START Supplied entries
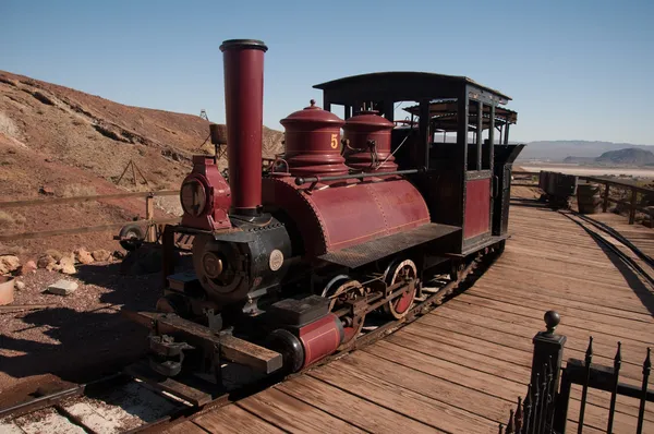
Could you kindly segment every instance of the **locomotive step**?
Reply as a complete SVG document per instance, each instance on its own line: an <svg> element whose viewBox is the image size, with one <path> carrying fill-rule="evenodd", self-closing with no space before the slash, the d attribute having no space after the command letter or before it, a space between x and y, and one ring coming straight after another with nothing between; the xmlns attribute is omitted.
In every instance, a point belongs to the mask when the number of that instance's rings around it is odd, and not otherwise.
<svg viewBox="0 0 654 434"><path fill-rule="evenodd" d="M125 310L122 313L136 323L154 328L158 335L179 335L196 348L217 347L220 349L221 358L250 366L265 374L271 374L282 366L282 357L276 351L231 335L218 335L208 327L184 320L175 314Z"/></svg>

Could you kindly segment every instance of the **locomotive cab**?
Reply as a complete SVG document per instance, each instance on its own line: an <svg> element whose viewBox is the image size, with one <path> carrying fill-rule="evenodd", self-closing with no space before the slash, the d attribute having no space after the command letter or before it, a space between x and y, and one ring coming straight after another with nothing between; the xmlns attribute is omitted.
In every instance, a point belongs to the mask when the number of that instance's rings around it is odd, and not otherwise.
<svg viewBox="0 0 654 434"><path fill-rule="evenodd" d="M403 109L410 118L396 122L392 152L400 170L420 169L407 177L425 197L431 221L461 228L447 253L467 256L506 239L506 230L493 231L494 213L508 209L495 148L508 146L509 126L518 119L501 107L510 97L464 76L423 72L363 74L314 87L323 91L324 108L343 106L346 119L371 105L392 122L398 103L416 103Z"/></svg>

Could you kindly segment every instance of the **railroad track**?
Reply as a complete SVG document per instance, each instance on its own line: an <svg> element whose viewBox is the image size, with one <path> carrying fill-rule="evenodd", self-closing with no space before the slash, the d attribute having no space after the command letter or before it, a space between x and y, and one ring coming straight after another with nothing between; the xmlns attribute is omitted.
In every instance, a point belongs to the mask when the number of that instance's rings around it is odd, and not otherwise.
<svg viewBox="0 0 654 434"><path fill-rule="evenodd" d="M170 425L199 415L215 408L253 395L284 378L339 359L371 345L403 325L428 313L474 284L497 256L488 250L459 269L455 280L417 302L402 320L385 323L360 336L350 348L335 353L307 370L281 377L271 375L234 391L213 396L208 401L189 401L153 385L125 369L98 381L76 385L55 394L0 409L0 432L25 434L32 432L92 433L160 432Z"/></svg>

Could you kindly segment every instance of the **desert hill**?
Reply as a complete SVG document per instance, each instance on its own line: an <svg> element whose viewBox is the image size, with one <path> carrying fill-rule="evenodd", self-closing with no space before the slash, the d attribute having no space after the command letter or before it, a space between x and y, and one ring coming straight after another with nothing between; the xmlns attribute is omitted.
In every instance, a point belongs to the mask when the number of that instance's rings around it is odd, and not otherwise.
<svg viewBox="0 0 654 434"><path fill-rule="evenodd" d="M0 71L0 201L39 198L43 188L53 196L178 189L194 154L213 155L208 134L209 122L199 116L124 106ZM264 156L279 153L281 140L281 132L264 128ZM133 185L131 172L114 184L130 160L147 184ZM177 205L159 204L161 214ZM138 198L0 209L0 234L124 221L144 212ZM112 234L7 242L0 254L116 249Z"/></svg>
<svg viewBox="0 0 654 434"><path fill-rule="evenodd" d="M583 162L588 159L594 159L602 153L609 150L620 150L625 148L638 148L644 150L654 150L653 146L633 145L630 143L614 142L593 142L593 141L538 141L529 142L520 156L519 160L541 160L541 161L564 161L567 157L573 156L574 161Z"/></svg>
<svg viewBox="0 0 654 434"><path fill-rule="evenodd" d="M654 154L652 154L651 150L629 147L626 149L608 150L595 158L595 161L615 165L645 166L654 162Z"/></svg>

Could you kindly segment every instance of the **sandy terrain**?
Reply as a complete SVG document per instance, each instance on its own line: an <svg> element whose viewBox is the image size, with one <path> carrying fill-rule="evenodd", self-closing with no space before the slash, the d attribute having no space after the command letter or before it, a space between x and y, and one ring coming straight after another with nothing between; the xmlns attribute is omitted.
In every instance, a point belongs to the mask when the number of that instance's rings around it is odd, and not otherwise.
<svg viewBox="0 0 654 434"><path fill-rule="evenodd" d="M208 134L209 122L199 116L124 106L0 71L0 202L44 198L43 186L53 196L177 190L191 169L192 155L213 154L213 145L205 143ZM281 132L264 129L265 156L281 149ZM131 160L147 184L140 180L134 185L128 173L116 185ZM0 209L0 234L128 221L144 214L142 198ZM0 254L31 256L48 248L113 250L116 233L5 242Z"/></svg>

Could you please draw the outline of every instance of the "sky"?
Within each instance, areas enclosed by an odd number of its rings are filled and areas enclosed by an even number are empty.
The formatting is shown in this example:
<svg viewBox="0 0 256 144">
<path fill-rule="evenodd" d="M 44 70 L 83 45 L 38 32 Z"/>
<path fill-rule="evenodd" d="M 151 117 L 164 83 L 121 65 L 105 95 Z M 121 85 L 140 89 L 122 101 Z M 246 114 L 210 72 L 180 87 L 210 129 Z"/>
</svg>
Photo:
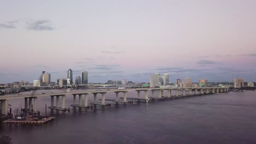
END Supplied entries
Exercise description - Return every line of the listing above verbatim, leaving out the pictures.

Answer for this exercise -
Could you kindly segment every instance of the **locomotive step**?
Reply as a complete SVG document per instance, each instance on its own line: an <svg> element whose viewBox is the image size, with one <path> carrying fill-rule="evenodd", self-closing with no space before the slash, the d attribute having no space after the command letter or before it, a space between x and y, and one ring coming straight after another with nothing between; the xmlns attribute is omitted.
In every instance, a point belongs to the mask when the number of that instance's rings around it is odd, and not otherwise.
<svg viewBox="0 0 654 434"><path fill-rule="evenodd" d="M125 310L122 313L136 323L154 328L158 335L179 335L196 348L217 347L220 349L221 358L250 366L265 374L271 374L282 366L282 357L276 351L231 335L218 335L208 327L184 320L175 314Z"/></svg>

Could you kindly segment every instance of the **locomotive cab**?
Reply as a complete SVG document per instance, each instance on its own line: an <svg> element whose viewBox is the image size, with one <path> carrying fill-rule="evenodd", self-closing with no space before the slash, the d attribute having no space after the command letter or before it, a space between x and y, and one ring coming straight after another with nothing between; the xmlns attribute is omitted.
In every instance, a point belongs to the mask when the number of that instance's rings around it is odd, and not otherwise.
<svg viewBox="0 0 654 434"><path fill-rule="evenodd" d="M403 109L410 118L396 122L392 152L400 170L420 169L407 177L425 197L431 221L461 228L447 253L467 256L506 239L506 230L493 231L494 213L508 209L495 148L508 146L509 126L518 119L501 107L510 97L464 76L423 72L363 74L314 87L323 91L324 108L343 106L346 119L371 105L392 122L398 103L416 103Z"/></svg>

Could you kindly segment every instance of the **railroad track**?
Reply as a complete SVG document per instance, each instance on its own line: an <svg> element whose viewBox is the image size, with one <path> carrying fill-rule="evenodd", self-closing with no space before the slash, the d attribute having no space after the command letter or before it, a space between x and y, and one ring coming straight after another with nothing between; the xmlns attribute is omitted.
In every instance, a point belongs to the mask when the number of that instance's rings around it is odd, and not otherwise.
<svg viewBox="0 0 654 434"><path fill-rule="evenodd" d="M170 425L199 415L215 408L253 395L284 378L339 359L371 345L403 325L428 313L474 284L497 256L488 250L459 269L455 280L417 302L402 320L385 323L360 336L350 348L335 353L307 370L281 377L271 375L234 391L213 396L208 401L189 401L153 385L125 369L98 381L76 385L55 394L0 409L0 432L25 434L32 432L92 433L160 432Z"/></svg>

Could you kindly segment every instance of the **desert hill**?
Reply as a complete SVG document per instance, each instance on its own line: an <svg> element whose viewBox is the image size, with one <path> carrying fill-rule="evenodd", self-closing with no space before the slash, the d attribute having no space after the command letter or before it, a space between x and y, and one ring coming straight after another with nothing between; the xmlns attribute is omitted.
In every instance, a point belongs to the mask when the number of that instance's rings around it is odd, and not otherwise.
<svg viewBox="0 0 654 434"><path fill-rule="evenodd" d="M0 71L0 201L39 198L43 188L53 196L178 189L194 154L213 155L208 134L209 122L199 116L124 106ZM264 156L279 153L281 140L281 132L264 128ZM133 185L131 172L114 184L130 160L147 184ZM177 205L159 204L161 214ZM138 198L0 209L0 234L124 221L144 212ZM112 234L7 242L0 254L116 249Z"/></svg>
<svg viewBox="0 0 654 434"><path fill-rule="evenodd" d="M583 162L588 159L594 159L602 153L609 150L620 150L625 148L638 148L644 150L654 150L653 146L633 145L630 143L614 142L593 142L593 141L538 141L529 142L520 156L519 160L541 160L541 161L564 161L567 157L573 156L574 161Z"/></svg>
<svg viewBox="0 0 654 434"><path fill-rule="evenodd" d="M654 154L652 154L651 150L629 147L626 149L608 150L595 158L595 161L615 165L645 166L654 162Z"/></svg>

Could you kindly segment every instance of the **sandy terrain**?
Reply as a complete SVG document per instance, each instance on its own line: an <svg> element whose viewBox is the image size, with one <path> carrying fill-rule="evenodd", self-closing with no space before the slash, the d attribute having no space after the command letter or before it, a space between x and y, and one ring coming straight after another with nothing between; the xmlns attribute is omitted.
In every instance, a point belongs to the mask when the number of that instance's rings around it is odd, and not otherwise.
<svg viewBox="0 0 654 434"><path fill-rule="evenodd" d="M208 134L209 122L199 116L124 106L0 71L0 202L44 198L43 186L53 196L177 190L191 169L192 155L213 154L213 145L205 143ZM281 132L264 129L265 156L281 149ZM131 160L147 184L140 180L134 185L128 173L116 185ZM0 209L0 234L128 221L144 214L142 198ZM0 254L31 256L48 248L113 250L116 233L5 242Z"/></svg>

Could you please draw the outline of every instance of the "sky"?
Within each instance, areas enclosed by an odd number of its rings are filled and areas enclosed by an even number are empty.
The formatting is shown in this example:
<svg viewBox="0 0 256 144">
<path fill-rule="evenodd" d="M 44 70 L 83 45 L 38 32 Z"/>
<path fill-rule="evenodd" d="M 151 117 L 164 83 L 121 65 L 105 95 Z M 121 85 L 140 89 L 122 101 Z M 246 114 L 210 72 L 180 87 L 210 129 Z"/>
</svg>
Photo:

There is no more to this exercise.